23rd 1925: Proclaimed by Pius XI (1922-1939) whereby 3 cardinals were authorised to open the Holy Doors of the other 3 basilicas. very many pilgrims came from all over the world. The Pope instituted the Feast of Christ the King and beatified 5 souls and canonising 6 others. Among them were the Cure of Ars And St Therese of the Infant Jesus. The Pope left the Vatican for the first time to go to St John Lateran.
24th 1933: Proclaimed as an extraordinary year by Pius XI on the 19th centenary of Redemption. Although it was to be a totally spiritual Holy Year, it was manifested by much solemnity with many pilgrims and ecclesial meetings. The Pope spoke for the first time on the radio. St Bernadette Soubirou and St John Bosco were canonised.
25th 1950: Proclaimed by Pius XII (1939-1958), some 3,500,000 pilgrims came to Rome. Msgr Montini explained the significance of the Holy Year as follows: "Men returned to God, believe in his goodness and in his mercy, examine yourselves before him and repent and you will find yourselves needung to be cleansed by his pardon". The dogma of the bodily Assumption of Mary to heaven was defined (Nov 1st). Dominic Savio and Maria Goretti were proclaimed saints.
26th 1975: Proclaimed by Paul VI (1963-1978) and was an unexpected event as word was going around that the Holy Year has lost its meaning. The theme was "Renewal and Reconciliation". 9 million pilgrims came to Rome although from Pentecost of 1973 the Jubilee was extended to all the world. Paul VI granted 2 public audiences every Wedneday. One was held in the Nervi Hall and the other in the Plaza of St Peter's. Crowds numbered from 40,000 to 120,000 each time. The Pope proclaimed 13 blesseds including Giuseppe Moscati and 6 saints including Elisabeth Seton the first north-american saint. There was also the famous meeting of Paul VI with Metropolitan Meliton, representative of the Patriarch of Constantinople.

SUPPLIED ENTRIES:
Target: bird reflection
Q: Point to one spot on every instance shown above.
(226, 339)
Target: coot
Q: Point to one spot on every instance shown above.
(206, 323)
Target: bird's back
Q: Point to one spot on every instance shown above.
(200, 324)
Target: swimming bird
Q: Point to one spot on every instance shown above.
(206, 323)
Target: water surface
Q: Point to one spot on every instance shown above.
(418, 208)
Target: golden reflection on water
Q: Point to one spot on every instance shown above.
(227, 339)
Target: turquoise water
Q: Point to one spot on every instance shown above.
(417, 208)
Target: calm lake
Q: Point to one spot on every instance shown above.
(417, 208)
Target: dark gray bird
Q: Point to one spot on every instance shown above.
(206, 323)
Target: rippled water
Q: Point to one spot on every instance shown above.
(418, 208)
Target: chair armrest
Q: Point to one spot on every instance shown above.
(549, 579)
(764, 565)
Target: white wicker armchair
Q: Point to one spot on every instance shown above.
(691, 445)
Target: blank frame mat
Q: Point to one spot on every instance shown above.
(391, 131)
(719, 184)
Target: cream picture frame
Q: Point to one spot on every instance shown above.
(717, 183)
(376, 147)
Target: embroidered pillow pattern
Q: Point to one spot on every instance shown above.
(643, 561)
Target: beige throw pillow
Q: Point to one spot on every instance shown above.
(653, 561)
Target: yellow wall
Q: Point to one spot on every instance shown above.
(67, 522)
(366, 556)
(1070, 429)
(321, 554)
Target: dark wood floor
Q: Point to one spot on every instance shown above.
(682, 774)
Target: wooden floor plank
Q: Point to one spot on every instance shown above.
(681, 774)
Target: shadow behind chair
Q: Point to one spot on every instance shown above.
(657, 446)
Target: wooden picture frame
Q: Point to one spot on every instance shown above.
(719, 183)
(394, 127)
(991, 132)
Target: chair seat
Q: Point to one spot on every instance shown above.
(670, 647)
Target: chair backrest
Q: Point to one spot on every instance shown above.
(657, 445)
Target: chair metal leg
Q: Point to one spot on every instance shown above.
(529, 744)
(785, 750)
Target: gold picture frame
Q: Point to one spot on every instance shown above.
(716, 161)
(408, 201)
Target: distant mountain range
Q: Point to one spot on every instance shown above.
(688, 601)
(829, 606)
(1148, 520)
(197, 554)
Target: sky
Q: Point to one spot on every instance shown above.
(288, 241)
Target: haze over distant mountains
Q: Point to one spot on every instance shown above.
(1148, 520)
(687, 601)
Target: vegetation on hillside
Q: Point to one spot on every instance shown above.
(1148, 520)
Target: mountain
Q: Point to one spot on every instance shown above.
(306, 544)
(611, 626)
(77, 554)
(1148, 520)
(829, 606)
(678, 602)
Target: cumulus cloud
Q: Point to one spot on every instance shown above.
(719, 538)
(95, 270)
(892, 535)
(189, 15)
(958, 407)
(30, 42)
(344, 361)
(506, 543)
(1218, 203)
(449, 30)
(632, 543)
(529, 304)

WHAT TO DO:
(A) Duplicate the portion of the Holy Year passage that starts at the words "24th 1933: Proclaimed" and ends after "Bosco were canonised.".
(B) Pick up the account of the Holy Years after its last sentence and carry it forward.

SOLVED PROBLEMS:
(A)
24th 1933: Proclaimed as an extraordinary year by Pius XI on the 19th centenary of Redemption. Although it was to be a totally spiritual Holy Year, it was manifested by much solemnity with many pilgrims and ecclesial meetings. The Pope spoke for the first time on the radio. St Bernadette Soubirou and St John Bosco were canonised.

(B)
27th 1983: Proclaimed by John Paul II as an extraordinary year commemorating 1950 years of redemption with the Bull "Aperite portas Redemptori". It began with the opening of the Holy Door in St Peter's on March 24th. Every diocese was united to it with concomittant celebrations. The Holy Year was extended to all the world for the benefit of the sick, elderly and the cloistered. It was enough to visit the churches indicated by the bishop and participate in a diocesan or parochial celebration; accompanied by a prayer according to the intention of the Pope. This participation ought to be accompanied preferably by a work of mercy. For those who cannot go to the cathedral, it was sufficient to visit parish churches.For the sick and physically challenged, it was sufficient to celebrate it with the family. In Rome it was necessary to visit the 4 basilicas or the catacombs of the Basilica of the Holy Cross and to recite the creed, an Our Father and a prayer according to the intentions of the Pope.
Extraordinary Jubilees held locally and occassionally also exist.
1. The Jubilee of St James of Compostella when July 25th falls on a Sunday (Leo XIII 1884).
2. The Jubilee of the Primatial Church of Lyon when the Feast of St George falls on Good Friday or when Corpus Christi coincides with the feast of John the Baptist.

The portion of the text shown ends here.